Aim of the exercise – Can you transcribe the passage on illusory form practice below, between "Refinements for our" and "of the mind.", inclusive?
— Start Passage provided —
Refinement #1

Introductory post to the practice can be found here.

As I continue to offer refinements to this mind-bending (and eventually mind-snapping) illusory form practice, I recommend reflecting on some of these tips as a form of contemplation. What we’re talking about (hearing), and eventually discovering (through contemplation and meditation), is not easy. It’s very subtle, and goes against the torrential forces of the way we’ve been taught to perceive. This practice will lead to a perceptual and epistemological revolution, precisely what the Rebel Buddha discovered as he overthrew the tyranny of ordinary appearance. It will also provide a glimpse of how the awakened ones see the world.

Refinements for our practice: While gazing at the object, don’t focus on any particular aspect of it. Instead, allow your gaze to relax to where you don’t see any given thing particularly clearly. This invites a reduction of the intensity of visual appearance, which otherwise tends to suck you into the appearance, and is when you make the fundamental mis-take of taking the appearance to be solid, lasting, and independently out there.

This is precisely where we go non-lucid in the most foundational way – where we lose the essence in the display. We lose our mind (or at least half of it, the emptiness half), whenever we take things to be real. We lose the essence (emptiness) in the display (luminosity). As we’ll see, we’re blinded by the light – the display of form, which is nothing but frozen light – the runaway light of the mind.

Looking at things in this new way invokes a non-dual experience of appearance and mind (subject and object, mind and matter, internal and external). So keep your gaze diffused, open, and receptive to whatever you experience, without judgment. If you focus too much on the details of what you see you’ll promote your fixation on the apparent separateness of mind and object, on duality.
— End Passage provided —
— Start Recorded data —
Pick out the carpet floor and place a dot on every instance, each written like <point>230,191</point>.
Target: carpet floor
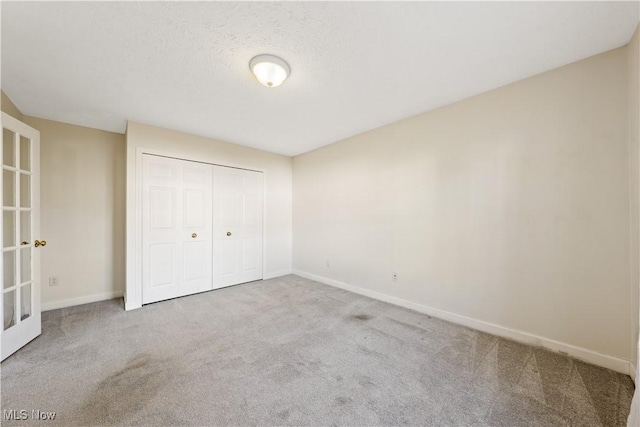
<point>290,351</point>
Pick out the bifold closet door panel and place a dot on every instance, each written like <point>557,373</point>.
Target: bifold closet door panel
<point>176,228</point>
<point>237,226</point>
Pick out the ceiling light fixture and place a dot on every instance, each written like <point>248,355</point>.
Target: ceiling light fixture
<point>270,70</point>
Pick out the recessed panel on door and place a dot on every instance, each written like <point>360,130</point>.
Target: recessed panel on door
<point>162,259</point>
<point>162,207</point>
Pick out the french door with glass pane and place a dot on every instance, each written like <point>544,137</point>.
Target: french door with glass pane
<point>20,264</point>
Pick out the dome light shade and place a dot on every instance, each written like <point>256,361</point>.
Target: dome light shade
<point>270,70</point>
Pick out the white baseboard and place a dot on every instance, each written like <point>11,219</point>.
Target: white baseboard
<point>275,274</point>
<point>590,356</point>
<point>86,299</point>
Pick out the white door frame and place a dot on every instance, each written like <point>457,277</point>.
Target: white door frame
<point>133,286</point>
<point>25,330</point>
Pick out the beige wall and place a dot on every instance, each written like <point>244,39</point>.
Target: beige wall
<point>633,64</point>
<point>82,212</point>
<point>277,168</point>
<point>9,107</point>
<point>510,208</point>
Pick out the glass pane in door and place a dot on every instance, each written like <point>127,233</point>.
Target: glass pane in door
<point>25,191</point>
<point>25,153</point>
<point>9,266</point>
<point>8,148</point>
<point>25,265</point>
<point>8,188</point>
<point>9,309</point>
<point>8,228</point>
<point>25,227</point>
<point>25,301</point>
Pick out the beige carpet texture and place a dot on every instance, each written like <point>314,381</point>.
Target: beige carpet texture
<point>290,351</point>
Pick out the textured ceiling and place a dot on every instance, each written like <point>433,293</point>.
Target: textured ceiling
<point>355,65</point>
— End Recorded data —
Solution to this problem –
Refinements for our practice: While gazing at the object, don’t focus on any particular aspect of it. Instead, allow your gaze to relax to where you don’t see any given thing particularly clearly. This invites a reduction of the intensity of visual appearance, which otherwise tends to suck you into the appearance, and is when you make the fundamental mis-take of taking the appearance to be solid, lasting, and independently out there.

This is precisely where we go non-lucid in the most foundational way – where we lose the essence in the display. We lose our mind (or at least half of it, the emptiness half), whenever we take things to be real. We lose the essence (emptiness) in the display (luminosity). As we’ll see, we’re blinded by the light – the display of form, which is nothing but frozen light – the runaway light of the mind.